* **STATED PROBLEM**:
Convert the entries below into a Markdown table with a Row column numbering each line and an Entry column holding its text, skipping blank lines.

[start of EXCERPTED RECORDS]

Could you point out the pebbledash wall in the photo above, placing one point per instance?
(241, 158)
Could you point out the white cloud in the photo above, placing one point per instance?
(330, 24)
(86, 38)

[end of EXCERPTED RECORDS]

* **RESULT OF THE EXERCISE**:
| Row | Entry |
|---|---|
| 1 | Could you point out the pebbledash wall in the photo above, placing one point per instance? |
| 2 | (241, 158) |
| 3 | Could you point out the white cloud in the photo above, placing one point per instance? |
| 4 | (330, 24) |
| 5 | (86, 38) |